━━ LISTING
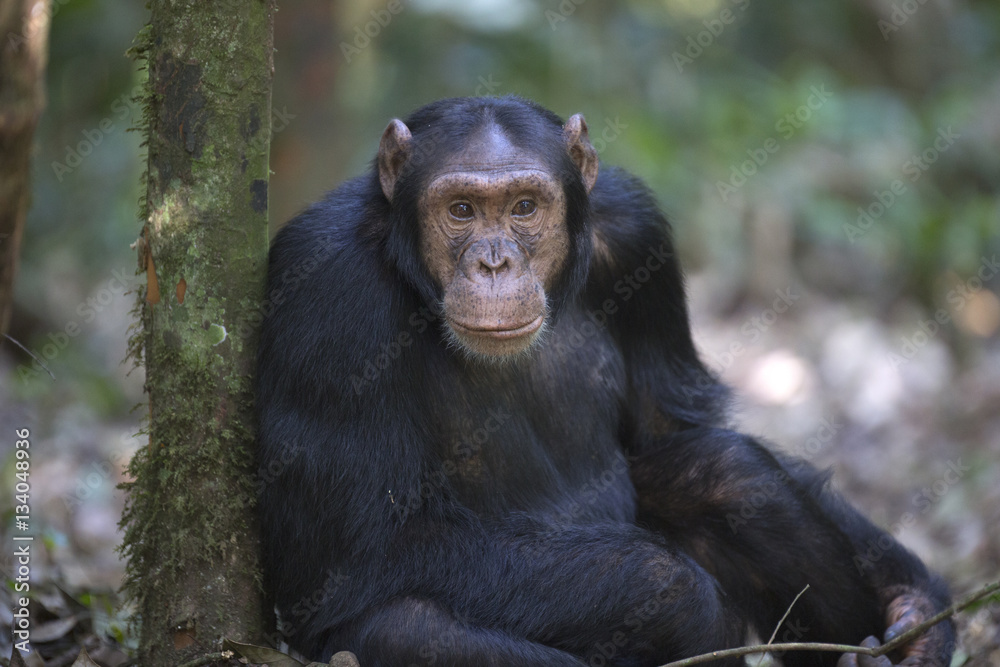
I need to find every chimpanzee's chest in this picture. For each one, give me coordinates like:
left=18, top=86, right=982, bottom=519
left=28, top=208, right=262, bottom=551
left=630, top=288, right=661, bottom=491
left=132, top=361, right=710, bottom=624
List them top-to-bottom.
left=432, top=311, right=634, bottom=524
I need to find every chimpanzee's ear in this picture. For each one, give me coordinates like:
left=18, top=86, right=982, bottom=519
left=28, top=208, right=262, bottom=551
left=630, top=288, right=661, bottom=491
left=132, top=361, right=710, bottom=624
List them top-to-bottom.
left=563, top=113, right=597, bottom=192
left=378, top=118, right=411, bottom=202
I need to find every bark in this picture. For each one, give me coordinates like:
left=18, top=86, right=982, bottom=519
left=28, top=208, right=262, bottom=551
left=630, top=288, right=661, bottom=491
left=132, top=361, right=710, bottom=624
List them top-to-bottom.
left=0, top=0, right=51, bottom=334
left=122, top=0, right=275, bottom=667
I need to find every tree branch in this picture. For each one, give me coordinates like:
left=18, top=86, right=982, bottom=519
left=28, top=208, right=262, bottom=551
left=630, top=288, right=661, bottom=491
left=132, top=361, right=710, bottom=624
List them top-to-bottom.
left=662, top=581, right=1000, bottom=667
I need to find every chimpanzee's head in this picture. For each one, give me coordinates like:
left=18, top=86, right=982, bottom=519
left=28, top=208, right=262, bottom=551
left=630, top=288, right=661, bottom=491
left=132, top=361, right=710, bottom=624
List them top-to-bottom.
left=376, top=98, right=597, bottom=360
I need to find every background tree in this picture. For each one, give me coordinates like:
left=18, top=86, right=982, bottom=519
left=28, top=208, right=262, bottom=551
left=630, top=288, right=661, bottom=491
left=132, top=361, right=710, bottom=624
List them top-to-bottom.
left=0, top=0, right=49, bottom=334
left=116, top=0, right=274, bottom=667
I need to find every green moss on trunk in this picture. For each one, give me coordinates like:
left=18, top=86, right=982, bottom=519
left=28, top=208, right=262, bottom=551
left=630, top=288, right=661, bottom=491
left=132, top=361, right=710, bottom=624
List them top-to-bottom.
left=123, top=0, right=274, bottom=667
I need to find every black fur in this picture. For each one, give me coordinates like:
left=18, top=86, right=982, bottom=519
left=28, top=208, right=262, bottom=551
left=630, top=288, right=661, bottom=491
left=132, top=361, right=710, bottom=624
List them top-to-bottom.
left=257, top=98, right=950, bottom=667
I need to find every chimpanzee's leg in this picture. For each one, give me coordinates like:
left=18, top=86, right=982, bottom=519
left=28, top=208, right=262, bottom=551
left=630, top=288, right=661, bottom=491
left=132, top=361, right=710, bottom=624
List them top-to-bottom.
left=632, top=428, right=953, bottom=665
left=327, top=524, right=745, bottom=667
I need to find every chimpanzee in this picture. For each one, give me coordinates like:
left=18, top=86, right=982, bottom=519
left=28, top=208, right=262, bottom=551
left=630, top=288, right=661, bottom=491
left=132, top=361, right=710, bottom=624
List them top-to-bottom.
left=257, top=97, right=954, bottom=667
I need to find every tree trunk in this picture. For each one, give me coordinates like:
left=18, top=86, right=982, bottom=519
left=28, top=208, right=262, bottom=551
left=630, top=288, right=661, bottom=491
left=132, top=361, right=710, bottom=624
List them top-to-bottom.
left=0, top=0, right=51, bottom=334
left=122, top=0, right=275, bottom=667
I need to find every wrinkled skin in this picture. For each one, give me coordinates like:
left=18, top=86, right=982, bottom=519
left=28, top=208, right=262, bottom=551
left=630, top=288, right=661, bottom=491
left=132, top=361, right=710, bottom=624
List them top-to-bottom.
left=256, top=98, right=954, bottom=667
left=378, top=115, right=597, bottom=360
left=837, top=589, right=955, bottom=667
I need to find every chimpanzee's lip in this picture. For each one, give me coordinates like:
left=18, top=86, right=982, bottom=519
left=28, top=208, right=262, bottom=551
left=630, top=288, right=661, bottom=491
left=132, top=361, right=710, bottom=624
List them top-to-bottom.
left=451, top=315, right=545, bottom=340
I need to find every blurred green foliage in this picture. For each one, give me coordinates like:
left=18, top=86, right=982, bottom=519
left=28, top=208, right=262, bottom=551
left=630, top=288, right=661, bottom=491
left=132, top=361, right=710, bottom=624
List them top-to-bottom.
left=14, top=0, right=1000, bottom=413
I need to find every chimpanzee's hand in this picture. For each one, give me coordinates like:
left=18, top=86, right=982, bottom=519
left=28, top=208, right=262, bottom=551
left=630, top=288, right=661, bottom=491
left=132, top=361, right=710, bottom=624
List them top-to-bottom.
left=837, top=588, right=955, bottom=667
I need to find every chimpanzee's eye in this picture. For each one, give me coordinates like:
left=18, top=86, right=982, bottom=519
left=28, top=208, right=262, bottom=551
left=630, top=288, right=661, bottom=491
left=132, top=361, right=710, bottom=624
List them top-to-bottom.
left=513, top=199, right=538, bottom=217
left=448, top=202, right=472, bottom=220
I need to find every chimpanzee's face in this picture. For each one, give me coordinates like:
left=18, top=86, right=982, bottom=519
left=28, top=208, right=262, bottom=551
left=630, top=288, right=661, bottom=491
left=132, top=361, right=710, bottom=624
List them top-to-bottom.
left=379, top=116, right=597, bottom=360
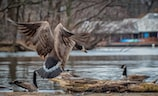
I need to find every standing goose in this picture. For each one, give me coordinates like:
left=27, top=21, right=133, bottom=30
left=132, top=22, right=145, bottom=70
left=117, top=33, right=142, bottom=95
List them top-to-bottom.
left=8, top=19, right=90, bottom=87
left=121, top=65, right=149, bottom=82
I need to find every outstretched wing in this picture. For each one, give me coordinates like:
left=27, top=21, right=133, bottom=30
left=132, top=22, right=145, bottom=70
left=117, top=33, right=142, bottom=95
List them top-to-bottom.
left=17, top=21, right=54, bottom=57
left=18, top=21, right=73, bottom=57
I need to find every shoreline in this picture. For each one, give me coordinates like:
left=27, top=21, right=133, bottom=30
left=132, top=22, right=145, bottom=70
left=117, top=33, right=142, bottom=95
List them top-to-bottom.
left=0, top=92, right=158, bottom=96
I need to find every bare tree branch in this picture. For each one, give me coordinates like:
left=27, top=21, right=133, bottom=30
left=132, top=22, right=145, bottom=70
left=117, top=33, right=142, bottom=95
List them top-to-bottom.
left=72, top=0, right=113, bottom=28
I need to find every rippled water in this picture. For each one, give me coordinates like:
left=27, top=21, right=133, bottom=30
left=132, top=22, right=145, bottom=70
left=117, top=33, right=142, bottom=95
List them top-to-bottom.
left=0, top=48, right=158, bottom=90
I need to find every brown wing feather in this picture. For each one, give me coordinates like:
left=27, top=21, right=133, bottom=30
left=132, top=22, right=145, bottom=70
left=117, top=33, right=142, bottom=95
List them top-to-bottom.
left=18, top=21, right=54, bottom=57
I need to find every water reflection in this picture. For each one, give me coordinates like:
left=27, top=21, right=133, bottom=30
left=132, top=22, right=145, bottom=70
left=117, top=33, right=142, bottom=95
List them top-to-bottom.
left=0, top=47, right=158, bottom=90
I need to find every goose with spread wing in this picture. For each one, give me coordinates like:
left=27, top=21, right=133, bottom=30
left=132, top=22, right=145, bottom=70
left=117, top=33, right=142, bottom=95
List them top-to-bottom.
left=8, top=19, right=90, bottom=87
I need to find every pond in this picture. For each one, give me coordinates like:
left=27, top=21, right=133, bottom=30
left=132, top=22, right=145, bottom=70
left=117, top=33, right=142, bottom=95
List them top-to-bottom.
left=0, top=47, right=158, bottom=90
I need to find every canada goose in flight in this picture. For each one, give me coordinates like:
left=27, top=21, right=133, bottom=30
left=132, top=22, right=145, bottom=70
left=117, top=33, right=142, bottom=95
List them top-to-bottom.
left=7, top=18, right=90, bottom=87
left=121, top=65, right=149, bottom=82
left=9, top=80, right=37, bottom=92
━━━━
■ GOAL
Write out again, without changes, the lines that open with the one containing "I need to find every chimpanzee's eye" and close with the one containing "left=513, top=199, right=538, bottom=217", including both of those lines.

■ EXERCISE ANSWER
I need to find every chimpanzee's eye in this picture. For each one, give me coordinates like:
left=18, top=86, right=982, bottom=519
left=28, top=208, right=262, bottom=551
left=630, top=288, right=661, bottom=491
left=132, top=361, right=710, bottom=624
List them top-to-bottom.
left=513, top=199, right=538, bottom=217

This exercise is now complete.